INSTRUCTIONS TO FOLLOW:
Rewrite the items below, starting at the line containing "on the overcast" and stopping after the line containing "point(516, 264)". Keep the requests and their sample points unchanged, but multiply every coordinate in the answers by 1.55 and round each to a whole number, with halves rounded up.

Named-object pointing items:
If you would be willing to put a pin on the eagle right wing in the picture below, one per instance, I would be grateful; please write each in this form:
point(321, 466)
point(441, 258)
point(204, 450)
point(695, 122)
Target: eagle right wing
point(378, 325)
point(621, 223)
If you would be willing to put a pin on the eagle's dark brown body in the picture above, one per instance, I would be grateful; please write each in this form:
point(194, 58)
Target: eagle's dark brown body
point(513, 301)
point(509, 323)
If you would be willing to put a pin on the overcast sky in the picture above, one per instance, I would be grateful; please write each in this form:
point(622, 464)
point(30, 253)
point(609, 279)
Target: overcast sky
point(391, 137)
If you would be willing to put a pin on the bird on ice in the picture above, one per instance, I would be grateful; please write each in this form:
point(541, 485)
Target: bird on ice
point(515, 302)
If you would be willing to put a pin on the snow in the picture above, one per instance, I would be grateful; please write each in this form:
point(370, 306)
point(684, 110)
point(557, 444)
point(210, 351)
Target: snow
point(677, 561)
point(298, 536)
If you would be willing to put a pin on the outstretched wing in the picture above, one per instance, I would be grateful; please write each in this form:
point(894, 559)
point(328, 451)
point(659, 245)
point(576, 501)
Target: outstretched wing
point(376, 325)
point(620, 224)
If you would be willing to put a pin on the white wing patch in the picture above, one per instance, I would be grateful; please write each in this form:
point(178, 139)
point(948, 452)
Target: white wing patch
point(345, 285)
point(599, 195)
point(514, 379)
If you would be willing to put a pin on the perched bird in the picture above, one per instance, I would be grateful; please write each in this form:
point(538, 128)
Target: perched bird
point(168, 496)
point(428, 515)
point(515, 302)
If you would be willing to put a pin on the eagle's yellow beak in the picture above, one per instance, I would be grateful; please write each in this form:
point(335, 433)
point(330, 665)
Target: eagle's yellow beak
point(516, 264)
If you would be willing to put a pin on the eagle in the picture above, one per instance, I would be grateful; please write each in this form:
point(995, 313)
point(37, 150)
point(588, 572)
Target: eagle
---
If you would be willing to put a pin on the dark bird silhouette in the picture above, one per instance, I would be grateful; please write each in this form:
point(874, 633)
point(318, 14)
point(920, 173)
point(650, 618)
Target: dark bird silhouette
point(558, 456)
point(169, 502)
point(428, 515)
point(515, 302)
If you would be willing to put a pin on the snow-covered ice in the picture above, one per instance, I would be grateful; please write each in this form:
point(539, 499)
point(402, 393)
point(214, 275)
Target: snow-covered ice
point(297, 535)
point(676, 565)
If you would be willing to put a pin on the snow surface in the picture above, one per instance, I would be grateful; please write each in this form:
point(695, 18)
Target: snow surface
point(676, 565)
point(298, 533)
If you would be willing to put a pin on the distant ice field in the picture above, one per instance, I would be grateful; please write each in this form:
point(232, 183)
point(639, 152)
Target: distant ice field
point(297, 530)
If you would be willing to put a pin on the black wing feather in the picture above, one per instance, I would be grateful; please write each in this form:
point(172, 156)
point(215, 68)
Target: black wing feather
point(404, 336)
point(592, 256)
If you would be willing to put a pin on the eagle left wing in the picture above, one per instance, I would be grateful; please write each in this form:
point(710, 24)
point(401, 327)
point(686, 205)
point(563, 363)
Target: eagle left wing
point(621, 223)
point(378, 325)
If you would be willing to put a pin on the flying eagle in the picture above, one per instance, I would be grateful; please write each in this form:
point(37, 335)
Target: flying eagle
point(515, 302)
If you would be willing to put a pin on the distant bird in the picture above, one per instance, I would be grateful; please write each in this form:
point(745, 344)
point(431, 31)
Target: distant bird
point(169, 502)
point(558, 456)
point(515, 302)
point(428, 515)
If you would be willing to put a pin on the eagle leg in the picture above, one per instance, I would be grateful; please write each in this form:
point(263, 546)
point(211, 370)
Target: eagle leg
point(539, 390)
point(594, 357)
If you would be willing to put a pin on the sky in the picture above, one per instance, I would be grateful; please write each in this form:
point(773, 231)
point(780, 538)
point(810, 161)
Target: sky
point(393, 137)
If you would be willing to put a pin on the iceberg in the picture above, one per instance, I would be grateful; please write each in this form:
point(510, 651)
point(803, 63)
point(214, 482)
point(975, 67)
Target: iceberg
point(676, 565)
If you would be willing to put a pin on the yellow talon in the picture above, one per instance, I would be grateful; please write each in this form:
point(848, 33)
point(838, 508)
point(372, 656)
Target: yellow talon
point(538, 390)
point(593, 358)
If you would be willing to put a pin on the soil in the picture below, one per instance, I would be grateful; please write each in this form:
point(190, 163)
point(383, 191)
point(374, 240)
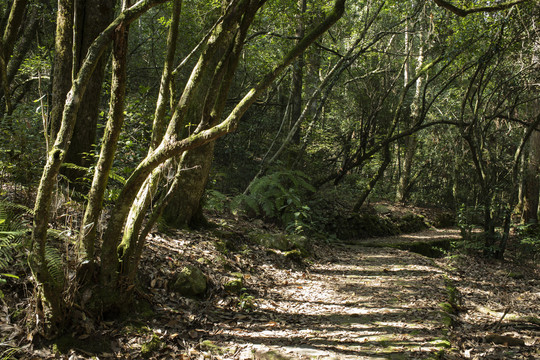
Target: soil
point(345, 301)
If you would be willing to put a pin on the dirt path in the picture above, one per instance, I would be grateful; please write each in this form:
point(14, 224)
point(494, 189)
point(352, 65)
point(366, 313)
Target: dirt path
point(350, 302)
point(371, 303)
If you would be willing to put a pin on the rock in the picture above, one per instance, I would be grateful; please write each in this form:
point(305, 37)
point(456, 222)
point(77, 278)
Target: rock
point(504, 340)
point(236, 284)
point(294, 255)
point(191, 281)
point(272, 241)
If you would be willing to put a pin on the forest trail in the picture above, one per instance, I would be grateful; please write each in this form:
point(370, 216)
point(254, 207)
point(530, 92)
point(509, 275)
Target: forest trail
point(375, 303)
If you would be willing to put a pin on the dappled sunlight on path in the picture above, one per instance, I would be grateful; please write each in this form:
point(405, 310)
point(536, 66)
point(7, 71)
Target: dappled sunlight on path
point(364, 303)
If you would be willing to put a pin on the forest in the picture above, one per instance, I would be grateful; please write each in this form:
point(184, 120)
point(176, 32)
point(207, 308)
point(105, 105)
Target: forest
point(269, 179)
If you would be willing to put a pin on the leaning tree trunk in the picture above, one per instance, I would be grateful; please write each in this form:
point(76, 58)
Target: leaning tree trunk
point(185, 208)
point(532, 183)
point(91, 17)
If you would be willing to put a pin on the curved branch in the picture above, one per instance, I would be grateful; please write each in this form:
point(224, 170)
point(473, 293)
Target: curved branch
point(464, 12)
...
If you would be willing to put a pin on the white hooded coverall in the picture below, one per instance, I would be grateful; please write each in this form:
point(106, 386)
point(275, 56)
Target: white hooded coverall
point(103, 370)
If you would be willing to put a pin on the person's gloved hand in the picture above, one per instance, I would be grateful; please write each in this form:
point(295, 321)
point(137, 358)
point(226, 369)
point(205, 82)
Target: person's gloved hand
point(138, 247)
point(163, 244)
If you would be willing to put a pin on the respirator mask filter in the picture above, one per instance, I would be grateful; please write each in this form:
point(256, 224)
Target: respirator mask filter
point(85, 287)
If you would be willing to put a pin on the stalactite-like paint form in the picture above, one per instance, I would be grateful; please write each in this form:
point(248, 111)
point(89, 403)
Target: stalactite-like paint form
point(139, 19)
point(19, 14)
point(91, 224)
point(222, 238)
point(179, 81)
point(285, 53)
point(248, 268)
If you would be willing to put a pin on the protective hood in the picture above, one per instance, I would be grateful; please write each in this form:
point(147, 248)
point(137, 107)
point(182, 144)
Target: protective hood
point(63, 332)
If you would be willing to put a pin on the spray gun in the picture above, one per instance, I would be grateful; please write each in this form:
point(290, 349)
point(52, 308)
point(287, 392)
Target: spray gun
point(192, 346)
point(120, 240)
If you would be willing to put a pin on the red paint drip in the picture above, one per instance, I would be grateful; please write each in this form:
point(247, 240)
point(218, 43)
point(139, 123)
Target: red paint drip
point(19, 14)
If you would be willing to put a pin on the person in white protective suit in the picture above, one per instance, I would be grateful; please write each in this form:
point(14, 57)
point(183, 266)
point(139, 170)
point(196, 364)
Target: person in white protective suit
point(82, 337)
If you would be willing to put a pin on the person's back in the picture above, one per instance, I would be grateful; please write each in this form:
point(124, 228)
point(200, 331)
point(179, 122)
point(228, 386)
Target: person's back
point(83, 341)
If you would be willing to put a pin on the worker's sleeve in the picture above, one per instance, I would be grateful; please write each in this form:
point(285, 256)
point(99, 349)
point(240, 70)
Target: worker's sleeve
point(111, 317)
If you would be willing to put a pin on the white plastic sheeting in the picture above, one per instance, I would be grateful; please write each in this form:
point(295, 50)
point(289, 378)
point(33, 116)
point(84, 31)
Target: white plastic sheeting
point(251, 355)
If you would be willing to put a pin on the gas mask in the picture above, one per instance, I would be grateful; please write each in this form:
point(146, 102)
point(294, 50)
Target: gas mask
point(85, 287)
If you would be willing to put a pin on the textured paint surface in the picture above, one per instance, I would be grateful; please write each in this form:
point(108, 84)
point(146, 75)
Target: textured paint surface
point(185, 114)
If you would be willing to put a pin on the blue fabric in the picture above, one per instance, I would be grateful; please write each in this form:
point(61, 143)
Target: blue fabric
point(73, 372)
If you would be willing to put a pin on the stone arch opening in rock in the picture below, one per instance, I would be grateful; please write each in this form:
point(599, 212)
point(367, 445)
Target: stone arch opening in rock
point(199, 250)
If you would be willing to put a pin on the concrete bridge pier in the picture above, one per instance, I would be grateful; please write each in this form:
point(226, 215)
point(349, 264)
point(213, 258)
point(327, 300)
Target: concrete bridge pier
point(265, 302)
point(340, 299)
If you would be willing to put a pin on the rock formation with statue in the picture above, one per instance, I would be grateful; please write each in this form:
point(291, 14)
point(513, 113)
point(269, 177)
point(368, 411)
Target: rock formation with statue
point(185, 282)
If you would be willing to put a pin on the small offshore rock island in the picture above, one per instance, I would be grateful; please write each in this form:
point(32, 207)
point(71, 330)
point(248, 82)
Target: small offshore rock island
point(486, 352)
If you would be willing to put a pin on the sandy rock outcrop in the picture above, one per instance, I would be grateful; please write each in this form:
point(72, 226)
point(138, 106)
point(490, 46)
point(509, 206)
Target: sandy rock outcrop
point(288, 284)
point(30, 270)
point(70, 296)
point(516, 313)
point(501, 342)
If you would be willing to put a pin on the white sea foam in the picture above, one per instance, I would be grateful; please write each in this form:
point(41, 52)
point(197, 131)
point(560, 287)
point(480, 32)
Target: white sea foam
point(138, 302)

RESPONSE:
If you would be willing to put a pin on the overcast sky in the picture above, one per instance, I would be grateful; please write each in this form:
point(622, 464)
point(30, 253)
point(609, 279)
Target: overcast sky
point(606, 212)
If you would be willing to put a pin on the bird on ice in the picture above, one per instance, I would be grateful; please write each in this form:
point(541, 485)
Target: bird on ice
point(798, 468)
If you would be willing to put a pin on the snow in the picture above, one per instance, I would be grateful; please write each in this form:
point(370, 306)
point(684, 110)
point(557, 444)
point(210, 351)
Target: snow
point(1049, 870)
point(462, 831)
If you would be willing to put a pin on the outstretched wing in the picture above, one per instance, I would be grateful; please write each in this form:
point(894, 559)
point(328, 451)
point(659, 245)
point(576, 501)
Target: outstretched wing
point(583, 504)
point(961, 347)
If you would be willing to put a pin on the white wing patch in the picture above, one per instance, I would be grateful; please write each in this form:
point(178, 139)
point(948, 452)
Target: white wing patch
point(535, 442)
point(928, 302)
point(797, 587)
If you would be willing to put a pin on the perched bird in the picture above, one per instance, I would be grateful; please write each in this form:
point(538, 128)
Target: perched bird
point(260, 769)
point(663, 798)
point(798, 468)
If you would be willing to put a pin on the eagle's yellow beak in the picture above, one per instance, I would be grateful; please write each in this form:
point(335, 433)
point(330, 665)
Target: eagle's yellow beak
point(800, 409)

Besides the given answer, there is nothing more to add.